(Data items)
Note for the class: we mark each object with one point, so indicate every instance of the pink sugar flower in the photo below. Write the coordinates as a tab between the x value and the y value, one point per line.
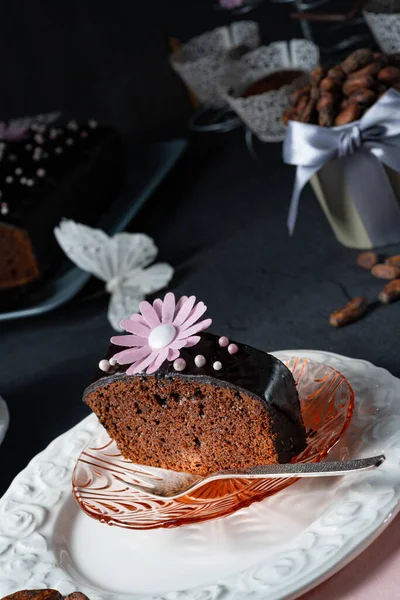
159	332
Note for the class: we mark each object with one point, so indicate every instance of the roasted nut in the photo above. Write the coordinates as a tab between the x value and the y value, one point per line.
297	94
327	99
351	86
301	105
367	260
385	271
76	596
290	114
357	60
34	595
336	74
389	75
372	70
390	292
308	112
316	75
393	260
394	59
330	85
364	97
349	114
351	311
382	58
326	116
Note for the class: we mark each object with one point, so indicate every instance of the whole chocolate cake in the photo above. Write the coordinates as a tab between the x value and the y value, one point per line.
48	172
204	404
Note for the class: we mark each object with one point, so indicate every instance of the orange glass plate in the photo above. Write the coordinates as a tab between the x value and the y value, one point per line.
101	473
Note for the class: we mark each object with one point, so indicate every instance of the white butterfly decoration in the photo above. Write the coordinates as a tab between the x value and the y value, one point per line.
122	261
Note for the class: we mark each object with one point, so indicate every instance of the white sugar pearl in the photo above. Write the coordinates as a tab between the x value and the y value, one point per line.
179	364
104	365
199	360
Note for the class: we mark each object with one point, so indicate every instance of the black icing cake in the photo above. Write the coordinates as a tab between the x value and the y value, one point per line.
47	172
210	405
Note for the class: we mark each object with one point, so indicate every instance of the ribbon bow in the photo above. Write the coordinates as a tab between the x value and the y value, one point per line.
363	146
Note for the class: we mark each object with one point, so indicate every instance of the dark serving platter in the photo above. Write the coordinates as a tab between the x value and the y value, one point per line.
146	169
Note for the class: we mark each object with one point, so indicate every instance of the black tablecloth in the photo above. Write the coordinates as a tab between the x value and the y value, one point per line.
220	220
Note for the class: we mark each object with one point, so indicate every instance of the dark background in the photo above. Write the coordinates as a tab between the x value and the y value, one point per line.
219	218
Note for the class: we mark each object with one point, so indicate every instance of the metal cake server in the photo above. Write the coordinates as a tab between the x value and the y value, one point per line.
172	485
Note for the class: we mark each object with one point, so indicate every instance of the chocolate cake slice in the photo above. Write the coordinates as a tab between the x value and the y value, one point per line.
209	405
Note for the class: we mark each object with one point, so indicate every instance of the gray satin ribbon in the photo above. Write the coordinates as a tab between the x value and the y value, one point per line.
364	147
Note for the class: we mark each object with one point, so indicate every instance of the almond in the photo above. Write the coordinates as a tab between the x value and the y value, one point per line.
385	271
350	312
367	260
391	292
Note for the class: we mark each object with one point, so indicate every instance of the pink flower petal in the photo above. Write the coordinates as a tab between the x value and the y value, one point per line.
136	328
184	312
177	344
129	341
130	356
149	314
172	354
195	315
168	308
140	366
162	356
157	305
192	341
138	318
194	329
179	304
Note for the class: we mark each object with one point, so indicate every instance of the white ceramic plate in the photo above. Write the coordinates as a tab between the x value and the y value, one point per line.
4	419
278	548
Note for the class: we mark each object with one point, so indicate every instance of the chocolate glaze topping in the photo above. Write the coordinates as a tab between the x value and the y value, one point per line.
251	371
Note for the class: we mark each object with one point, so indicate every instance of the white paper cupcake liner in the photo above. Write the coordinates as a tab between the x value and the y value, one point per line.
204	59
383	19
263	113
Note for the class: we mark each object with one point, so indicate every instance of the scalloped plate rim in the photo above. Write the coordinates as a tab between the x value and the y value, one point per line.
315	576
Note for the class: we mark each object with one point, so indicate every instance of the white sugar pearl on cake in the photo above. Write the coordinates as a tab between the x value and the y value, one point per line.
199	360
179	364
104	365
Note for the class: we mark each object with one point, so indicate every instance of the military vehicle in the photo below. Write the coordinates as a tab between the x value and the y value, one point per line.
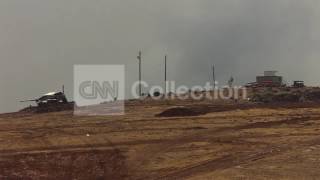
52	98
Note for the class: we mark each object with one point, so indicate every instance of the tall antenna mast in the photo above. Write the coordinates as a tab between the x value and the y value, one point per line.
214	77
139	58
165	74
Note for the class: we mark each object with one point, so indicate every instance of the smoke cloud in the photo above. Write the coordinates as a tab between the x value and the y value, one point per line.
41	40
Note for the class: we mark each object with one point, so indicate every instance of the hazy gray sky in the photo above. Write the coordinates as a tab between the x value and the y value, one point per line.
41	40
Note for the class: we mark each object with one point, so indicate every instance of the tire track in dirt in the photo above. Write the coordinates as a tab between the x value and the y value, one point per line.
156	150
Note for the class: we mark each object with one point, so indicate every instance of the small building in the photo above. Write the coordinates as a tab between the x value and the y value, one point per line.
269	79
298	84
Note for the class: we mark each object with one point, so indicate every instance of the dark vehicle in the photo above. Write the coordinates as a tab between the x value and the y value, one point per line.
52	98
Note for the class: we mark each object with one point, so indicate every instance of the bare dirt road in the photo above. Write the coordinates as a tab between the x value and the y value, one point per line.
222	142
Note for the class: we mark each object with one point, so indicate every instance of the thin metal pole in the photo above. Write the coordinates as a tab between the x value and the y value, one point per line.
165	74
214	77
139	58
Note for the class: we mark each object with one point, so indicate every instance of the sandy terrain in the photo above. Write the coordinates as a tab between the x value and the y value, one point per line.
224	142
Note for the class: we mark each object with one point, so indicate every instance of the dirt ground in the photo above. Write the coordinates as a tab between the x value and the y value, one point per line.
229	141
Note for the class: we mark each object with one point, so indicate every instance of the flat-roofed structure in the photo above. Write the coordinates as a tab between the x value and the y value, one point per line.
270	79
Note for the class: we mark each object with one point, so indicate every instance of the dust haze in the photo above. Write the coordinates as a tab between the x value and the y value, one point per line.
41	40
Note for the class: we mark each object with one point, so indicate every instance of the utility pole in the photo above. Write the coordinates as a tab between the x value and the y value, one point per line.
214	77
139	58
165	75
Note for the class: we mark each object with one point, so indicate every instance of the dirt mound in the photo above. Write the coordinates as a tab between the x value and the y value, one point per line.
93	164
179	111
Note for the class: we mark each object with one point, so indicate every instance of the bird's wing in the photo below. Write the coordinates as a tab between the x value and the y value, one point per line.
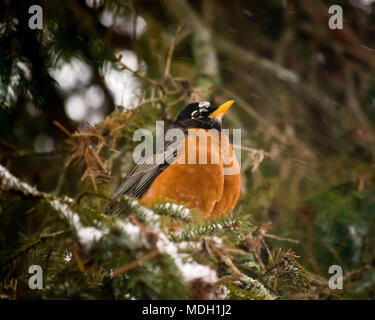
139	179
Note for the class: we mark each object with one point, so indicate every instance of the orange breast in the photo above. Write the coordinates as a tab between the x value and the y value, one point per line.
199	185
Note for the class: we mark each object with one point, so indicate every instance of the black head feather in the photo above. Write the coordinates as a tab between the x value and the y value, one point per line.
195	115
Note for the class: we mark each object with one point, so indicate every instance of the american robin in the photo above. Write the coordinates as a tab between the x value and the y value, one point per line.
193	169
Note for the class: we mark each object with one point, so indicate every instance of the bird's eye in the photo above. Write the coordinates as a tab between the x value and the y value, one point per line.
195	114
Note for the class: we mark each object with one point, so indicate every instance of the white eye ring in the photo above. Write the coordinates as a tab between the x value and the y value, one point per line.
204	104
194	113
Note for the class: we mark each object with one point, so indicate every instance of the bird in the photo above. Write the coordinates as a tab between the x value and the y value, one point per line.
182	176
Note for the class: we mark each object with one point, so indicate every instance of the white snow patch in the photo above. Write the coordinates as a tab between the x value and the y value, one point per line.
86	235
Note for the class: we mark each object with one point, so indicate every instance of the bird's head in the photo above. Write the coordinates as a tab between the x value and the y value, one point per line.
202	115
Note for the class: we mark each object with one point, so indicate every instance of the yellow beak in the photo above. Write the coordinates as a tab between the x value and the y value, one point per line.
219	112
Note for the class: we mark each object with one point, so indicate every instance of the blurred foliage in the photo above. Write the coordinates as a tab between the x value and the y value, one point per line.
304	101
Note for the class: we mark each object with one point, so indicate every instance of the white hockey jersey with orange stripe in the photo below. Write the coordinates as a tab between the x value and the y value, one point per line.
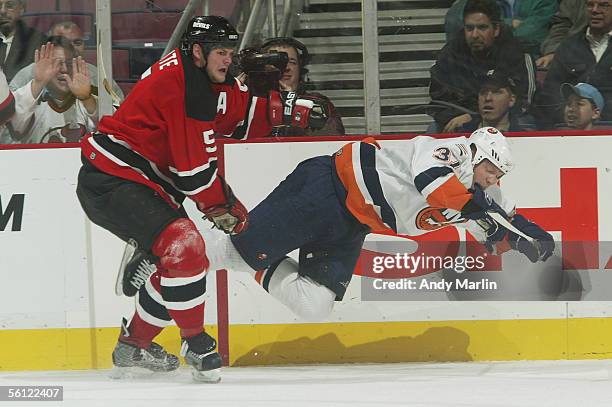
410	187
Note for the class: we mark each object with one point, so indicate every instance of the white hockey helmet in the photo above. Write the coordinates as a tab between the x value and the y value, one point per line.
491	144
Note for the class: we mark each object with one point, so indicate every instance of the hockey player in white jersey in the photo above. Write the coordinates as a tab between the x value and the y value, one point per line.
328	204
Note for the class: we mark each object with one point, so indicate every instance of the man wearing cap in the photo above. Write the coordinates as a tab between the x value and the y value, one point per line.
583	105
462	63
584	57
496	100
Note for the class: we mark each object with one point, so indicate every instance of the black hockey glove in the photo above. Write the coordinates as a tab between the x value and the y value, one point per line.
542	246
289	109
231	217
476	209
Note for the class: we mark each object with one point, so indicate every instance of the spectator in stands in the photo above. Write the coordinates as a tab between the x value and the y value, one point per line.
583	57
73	33
528	19
19	42
294	80
7	106
569	20
57	105
7	101
583	105
496	99
464	62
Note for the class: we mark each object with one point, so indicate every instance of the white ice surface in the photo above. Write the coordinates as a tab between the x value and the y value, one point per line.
520	384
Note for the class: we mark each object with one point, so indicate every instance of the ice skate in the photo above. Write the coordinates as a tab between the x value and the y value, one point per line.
129	359
199	352
136	267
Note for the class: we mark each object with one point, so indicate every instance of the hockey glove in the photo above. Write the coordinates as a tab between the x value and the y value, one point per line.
287	109
540	249
231	217
476	209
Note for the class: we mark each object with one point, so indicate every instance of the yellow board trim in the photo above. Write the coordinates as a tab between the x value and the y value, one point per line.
548	339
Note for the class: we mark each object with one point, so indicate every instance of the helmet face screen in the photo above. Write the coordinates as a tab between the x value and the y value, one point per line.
209	30
491	144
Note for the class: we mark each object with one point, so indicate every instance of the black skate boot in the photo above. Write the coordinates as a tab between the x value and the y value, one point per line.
128	358
136	267
199	352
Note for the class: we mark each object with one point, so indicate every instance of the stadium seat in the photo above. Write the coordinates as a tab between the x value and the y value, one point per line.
123	5
121	61
143	26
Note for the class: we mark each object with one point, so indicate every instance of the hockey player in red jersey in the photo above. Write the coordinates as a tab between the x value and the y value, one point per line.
328	204
156	150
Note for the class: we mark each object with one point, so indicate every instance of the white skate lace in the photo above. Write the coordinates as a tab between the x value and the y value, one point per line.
143	271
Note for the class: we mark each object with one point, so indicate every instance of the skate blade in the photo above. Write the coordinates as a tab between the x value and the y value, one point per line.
134	372
206	376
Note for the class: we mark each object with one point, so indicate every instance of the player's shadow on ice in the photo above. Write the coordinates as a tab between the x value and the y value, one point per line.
441	344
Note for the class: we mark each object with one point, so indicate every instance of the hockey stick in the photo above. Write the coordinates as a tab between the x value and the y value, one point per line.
504	222
105	82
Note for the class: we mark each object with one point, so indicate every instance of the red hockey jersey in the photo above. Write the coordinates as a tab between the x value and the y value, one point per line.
163	135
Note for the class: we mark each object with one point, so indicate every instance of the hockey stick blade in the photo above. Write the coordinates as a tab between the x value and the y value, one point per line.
105	82
504	222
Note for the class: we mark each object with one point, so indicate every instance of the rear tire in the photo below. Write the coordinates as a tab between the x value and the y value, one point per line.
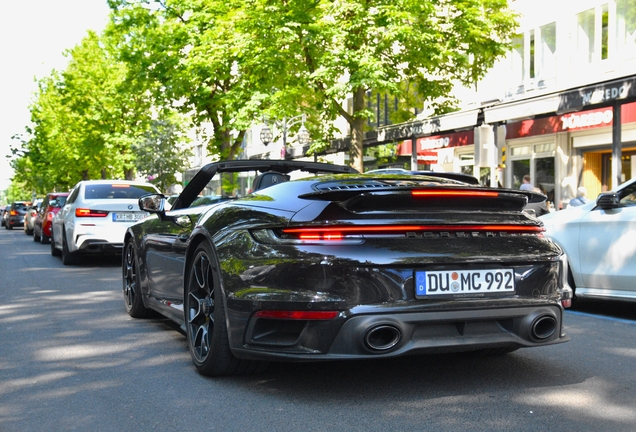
54	250
206	328
68	258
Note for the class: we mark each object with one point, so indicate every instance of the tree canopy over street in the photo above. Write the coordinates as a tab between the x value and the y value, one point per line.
231	63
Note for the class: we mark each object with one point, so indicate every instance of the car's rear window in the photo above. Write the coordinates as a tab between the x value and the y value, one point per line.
116	191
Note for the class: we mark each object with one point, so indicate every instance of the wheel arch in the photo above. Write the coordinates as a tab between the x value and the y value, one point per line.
199	236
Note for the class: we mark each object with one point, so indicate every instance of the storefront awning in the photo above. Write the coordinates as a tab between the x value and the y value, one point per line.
601	94
431	126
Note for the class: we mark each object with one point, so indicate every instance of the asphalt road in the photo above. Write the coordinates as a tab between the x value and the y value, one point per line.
72	359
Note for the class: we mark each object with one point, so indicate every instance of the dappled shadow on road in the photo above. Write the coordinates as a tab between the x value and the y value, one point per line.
72	359
609	308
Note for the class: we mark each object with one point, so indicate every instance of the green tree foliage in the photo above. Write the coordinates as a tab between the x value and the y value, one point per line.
328	52
161	153
84	121
185	54
223	61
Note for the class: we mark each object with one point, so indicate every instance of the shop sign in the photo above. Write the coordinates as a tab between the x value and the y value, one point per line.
433	143
623	88
429	157
588	119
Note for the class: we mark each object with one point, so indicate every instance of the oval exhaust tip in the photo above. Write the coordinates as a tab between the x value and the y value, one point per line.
543	327
382	337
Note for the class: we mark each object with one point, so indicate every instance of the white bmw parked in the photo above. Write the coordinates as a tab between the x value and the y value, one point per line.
599	239
96	216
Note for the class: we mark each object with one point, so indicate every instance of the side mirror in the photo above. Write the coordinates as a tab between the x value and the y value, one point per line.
153	203
608	200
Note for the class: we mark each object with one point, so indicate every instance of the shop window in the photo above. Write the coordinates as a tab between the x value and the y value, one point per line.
585	36
626	27
547	53
628	163
544	176
541	148
592	34
537	161
522	150
518	58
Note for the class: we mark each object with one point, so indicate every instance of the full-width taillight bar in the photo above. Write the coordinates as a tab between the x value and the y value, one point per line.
338	232
80	212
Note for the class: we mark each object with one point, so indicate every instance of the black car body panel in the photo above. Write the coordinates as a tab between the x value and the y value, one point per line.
346	255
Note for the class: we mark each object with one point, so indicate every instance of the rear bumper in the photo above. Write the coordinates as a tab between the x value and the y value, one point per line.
391	335
100	246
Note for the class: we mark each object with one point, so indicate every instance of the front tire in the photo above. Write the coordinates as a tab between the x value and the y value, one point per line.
132	286
54	250
68	258
206	327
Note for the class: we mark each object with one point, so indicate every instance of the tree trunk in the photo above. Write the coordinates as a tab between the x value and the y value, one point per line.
357	131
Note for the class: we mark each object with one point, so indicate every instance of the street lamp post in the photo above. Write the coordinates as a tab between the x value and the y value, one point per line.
302	136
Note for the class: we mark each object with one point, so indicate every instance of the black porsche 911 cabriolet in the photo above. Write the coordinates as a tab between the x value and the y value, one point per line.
342	265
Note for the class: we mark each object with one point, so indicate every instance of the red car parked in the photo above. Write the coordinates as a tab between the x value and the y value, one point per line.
52	204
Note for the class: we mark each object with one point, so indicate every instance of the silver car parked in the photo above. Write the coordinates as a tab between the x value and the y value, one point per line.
96	216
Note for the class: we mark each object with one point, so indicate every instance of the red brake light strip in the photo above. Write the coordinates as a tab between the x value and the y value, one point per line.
337	233
80	212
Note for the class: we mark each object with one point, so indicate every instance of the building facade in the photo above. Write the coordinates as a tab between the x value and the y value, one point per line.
560	107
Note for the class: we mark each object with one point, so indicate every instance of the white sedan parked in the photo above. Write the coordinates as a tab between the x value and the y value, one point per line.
96	216
600	241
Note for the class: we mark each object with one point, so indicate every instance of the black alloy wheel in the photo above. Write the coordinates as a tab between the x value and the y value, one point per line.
206	328
131	283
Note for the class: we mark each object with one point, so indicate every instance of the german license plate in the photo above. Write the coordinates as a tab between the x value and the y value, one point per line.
128	217
464	282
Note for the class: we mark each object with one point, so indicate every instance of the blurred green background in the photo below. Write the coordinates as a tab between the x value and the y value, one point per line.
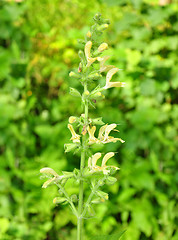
38	49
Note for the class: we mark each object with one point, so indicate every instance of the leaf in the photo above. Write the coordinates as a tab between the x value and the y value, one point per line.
115	236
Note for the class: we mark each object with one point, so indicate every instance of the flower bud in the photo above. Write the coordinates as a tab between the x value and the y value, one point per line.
80	67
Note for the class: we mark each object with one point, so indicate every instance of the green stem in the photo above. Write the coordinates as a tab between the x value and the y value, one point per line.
89	199
82	165
68	198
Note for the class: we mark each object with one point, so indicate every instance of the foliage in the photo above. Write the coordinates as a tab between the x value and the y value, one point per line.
38	48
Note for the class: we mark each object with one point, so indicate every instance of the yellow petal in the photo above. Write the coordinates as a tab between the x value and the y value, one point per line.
106	157
91	132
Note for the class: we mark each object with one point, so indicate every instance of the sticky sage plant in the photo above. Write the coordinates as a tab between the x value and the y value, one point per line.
92	67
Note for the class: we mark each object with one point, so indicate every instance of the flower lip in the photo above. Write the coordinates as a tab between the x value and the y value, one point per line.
75	137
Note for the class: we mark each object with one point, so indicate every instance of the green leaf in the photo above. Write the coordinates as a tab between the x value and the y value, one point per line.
115	236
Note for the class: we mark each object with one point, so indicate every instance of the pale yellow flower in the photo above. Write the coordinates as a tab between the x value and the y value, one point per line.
95	168
91	132
104	68
51	172
104	134
102	47
90	60
75	137
108	79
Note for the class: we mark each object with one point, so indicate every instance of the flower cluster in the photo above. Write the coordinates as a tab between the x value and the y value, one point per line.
95	168
91	67
103	136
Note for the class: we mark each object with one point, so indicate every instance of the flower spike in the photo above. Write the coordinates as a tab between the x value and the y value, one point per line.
91	132
90	60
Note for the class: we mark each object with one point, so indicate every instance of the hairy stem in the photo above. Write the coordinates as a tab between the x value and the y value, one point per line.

#### Required work
Write out again, exactly, the lines from the one holding "of the sticky" through the end of the listing, with both ends included.

#### Response below
Note for the class: we mark each object with one point, so indicate every instance of the sticky sage plant in the photo above. Write the coordinates as a tab between the x value and the y value, one point per line.
92	67
Note for the class: we mark each object with one point, so indicate every instance of the flower lip in the photo above. Write the coordinates as a tab between the x value and the y value, one point per line.
75	137
Note for the class: we mark each object with one point, so indicate every instance of the green leaf in the photo above. Write the coordinates as a tab between the x value and the y value, one point per line.
115	236
Note for the class: we mark each object with one point, so indicate every instance of the pale yellow flower in the photo above. Write the coordinates as a tab between the x value and the y value, one point per line.
95	168
91	132
104	68
51	172
104	134
102	47
90	60
75	137
108	79
Note for the class: we mark each object with one point, so indicate every instance of the flower cluster in the photo above. Write the coordinates as a tab between the x value and the y value, one point per line.
95	168
91	67
103	136
Note for the class: we mark each object with one point, so indicate every instance of the flower spike in the photo above. Write the coordinates as a tab between the x value and the y value, one point per line.
91	132
90	60
Note for the class: we mark each object with one point, so indicate every instance of the hairy stem in the photo above. Write the coordinates as a tab between the x value and the y value, one point per line.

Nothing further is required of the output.